# START OF DATA LISTING

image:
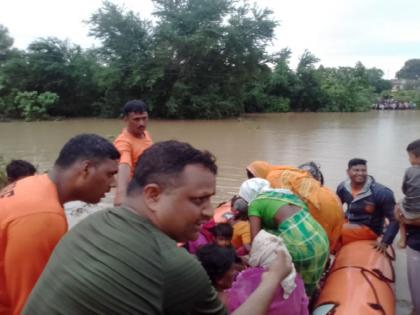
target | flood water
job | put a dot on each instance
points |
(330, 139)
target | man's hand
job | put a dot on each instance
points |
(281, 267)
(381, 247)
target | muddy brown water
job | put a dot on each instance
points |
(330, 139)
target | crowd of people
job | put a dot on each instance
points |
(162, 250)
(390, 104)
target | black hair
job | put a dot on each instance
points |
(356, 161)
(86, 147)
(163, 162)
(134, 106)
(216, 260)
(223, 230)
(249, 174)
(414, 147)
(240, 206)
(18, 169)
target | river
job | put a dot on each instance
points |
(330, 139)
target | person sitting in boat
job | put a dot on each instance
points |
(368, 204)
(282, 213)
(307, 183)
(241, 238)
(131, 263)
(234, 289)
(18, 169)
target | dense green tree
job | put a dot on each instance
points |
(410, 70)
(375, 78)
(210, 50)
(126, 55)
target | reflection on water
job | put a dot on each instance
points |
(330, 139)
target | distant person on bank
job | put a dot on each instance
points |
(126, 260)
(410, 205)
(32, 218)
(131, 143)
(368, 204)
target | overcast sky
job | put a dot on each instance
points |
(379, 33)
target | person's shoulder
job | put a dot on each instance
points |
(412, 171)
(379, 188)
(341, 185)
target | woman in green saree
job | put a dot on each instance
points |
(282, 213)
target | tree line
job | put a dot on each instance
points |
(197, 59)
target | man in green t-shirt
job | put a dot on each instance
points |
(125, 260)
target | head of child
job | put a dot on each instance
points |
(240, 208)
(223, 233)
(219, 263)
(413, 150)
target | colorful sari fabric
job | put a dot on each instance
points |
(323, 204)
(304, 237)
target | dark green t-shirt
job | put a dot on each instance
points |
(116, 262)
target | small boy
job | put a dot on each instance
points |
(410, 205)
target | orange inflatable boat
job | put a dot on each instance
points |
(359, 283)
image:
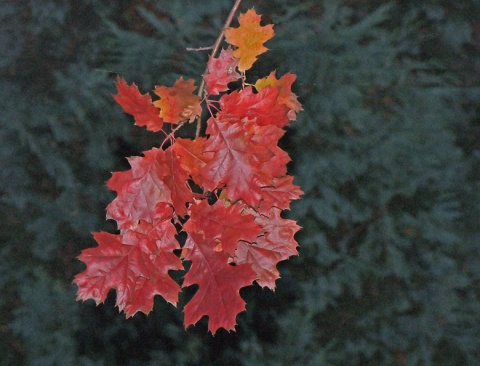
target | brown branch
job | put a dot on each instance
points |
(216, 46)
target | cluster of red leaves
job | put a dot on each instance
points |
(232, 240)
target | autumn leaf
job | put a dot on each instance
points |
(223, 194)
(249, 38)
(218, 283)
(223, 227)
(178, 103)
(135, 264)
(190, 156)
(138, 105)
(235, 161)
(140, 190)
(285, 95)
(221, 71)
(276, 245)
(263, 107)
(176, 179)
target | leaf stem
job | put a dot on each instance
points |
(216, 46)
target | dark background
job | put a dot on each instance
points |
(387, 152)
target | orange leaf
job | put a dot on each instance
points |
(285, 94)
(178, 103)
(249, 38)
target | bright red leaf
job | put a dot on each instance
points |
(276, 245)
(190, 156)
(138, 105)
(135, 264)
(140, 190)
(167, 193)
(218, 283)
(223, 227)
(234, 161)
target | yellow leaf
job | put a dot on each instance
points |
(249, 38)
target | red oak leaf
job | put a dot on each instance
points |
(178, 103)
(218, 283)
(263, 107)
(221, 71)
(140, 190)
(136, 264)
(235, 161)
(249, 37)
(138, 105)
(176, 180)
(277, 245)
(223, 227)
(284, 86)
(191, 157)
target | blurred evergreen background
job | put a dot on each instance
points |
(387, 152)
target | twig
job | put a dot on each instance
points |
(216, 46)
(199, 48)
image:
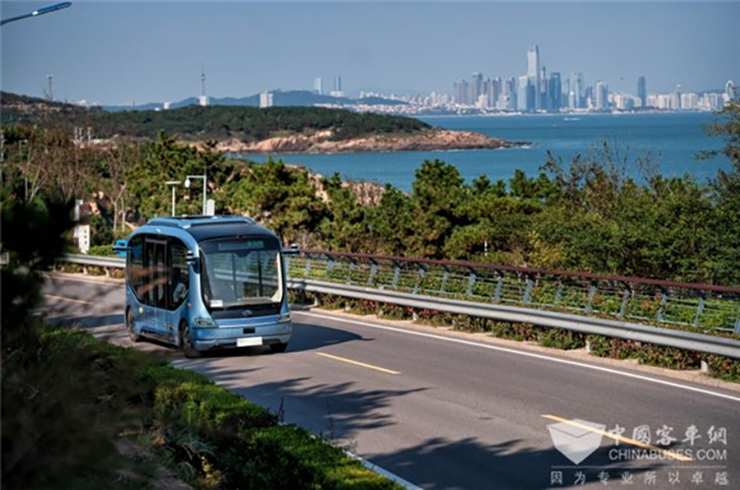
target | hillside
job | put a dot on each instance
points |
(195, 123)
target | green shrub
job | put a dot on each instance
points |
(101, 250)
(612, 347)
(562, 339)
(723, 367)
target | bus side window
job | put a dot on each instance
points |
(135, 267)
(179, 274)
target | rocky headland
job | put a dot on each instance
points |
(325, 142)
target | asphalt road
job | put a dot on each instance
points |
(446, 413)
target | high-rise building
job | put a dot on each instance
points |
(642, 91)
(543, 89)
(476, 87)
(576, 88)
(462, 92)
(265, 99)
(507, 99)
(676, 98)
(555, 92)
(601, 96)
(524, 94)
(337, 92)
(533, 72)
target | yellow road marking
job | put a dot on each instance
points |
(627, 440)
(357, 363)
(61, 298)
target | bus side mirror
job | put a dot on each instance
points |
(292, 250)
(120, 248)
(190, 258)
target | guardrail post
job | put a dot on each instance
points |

# END OF DATA LISTING

### TASK INSTRUCTIONS
Reproduce verbatim, and only, the lines starting at the one that contains "target | dark background" and ending with the final line of the records; leave out the pictures.

### RESULT FOR THIS EXERCISE
target | dark background
job | put a dot on each instance
points |
(387, 152)
target | orange leaf
job | put a dot on each instance
points |
(285, 94)
(178, 103)
(249, 38)
target | bright red leaf
job | put a dot on each instance
points |
(276, 245)
(190, 156)
(138, 105)
(135, 264)
(140, 190)
(167, 193)
(218, 283)
(223, 227)
(234, 161)
target | yellow leaf
job | put a dot on each instance
points |
(249, 38)
target | red oak leaf
job | put a dot on each instance
points |
(178, 103)
(218, 283)
(263, 107)
(221, 71)
(140, 190)
(136, 264)
(235, 161)
(249, 37)
(138, 105)
(176, 180)
(277, 245)
(223, 227)
(284, 86)
(191, 157)
target | blurred evergreen background
job | put a dot on each instance
points |
(387, 152)
target | twig
job | put a dot on each instance
points |
(216, 46)
(199, 48)
image:
target | hillside
job | put a dot on each instance
points |
(195, 123)
target | green shrub
job | put a dot on each instance
points |
(101, 250)
(612, 347)
(562, 339)
(723, 367)
target | bus side window
job | put a dot on each instance
points |
(135, 267)
(179, 274)
target | rocky headland
job | put a dot on each instance
points |
(325, 142)
target | asphalt road
job | put a dot on each instance
points |
(446, 413)
target | high-rise building
job | put a dot on each instance
points |
(642, 91)
(543, 89)
(476, 87)
(576, 88)
(462, 92)
(265, 99)
(507, 99)
(676, 98)
(555, 92)
(601, 96)
(524, 94)
(337, 92)
(533, 72)
target | yellow road marking
job | put a dot on each instance
points |
(627, 440)
(357, 363)
(61, 298)
target | bus side mirror
job | put a dot on each instance
points |
(292, 250)
(120, 248)
(190, 258)
target | guardrail post
job | put a dot on each instance
points |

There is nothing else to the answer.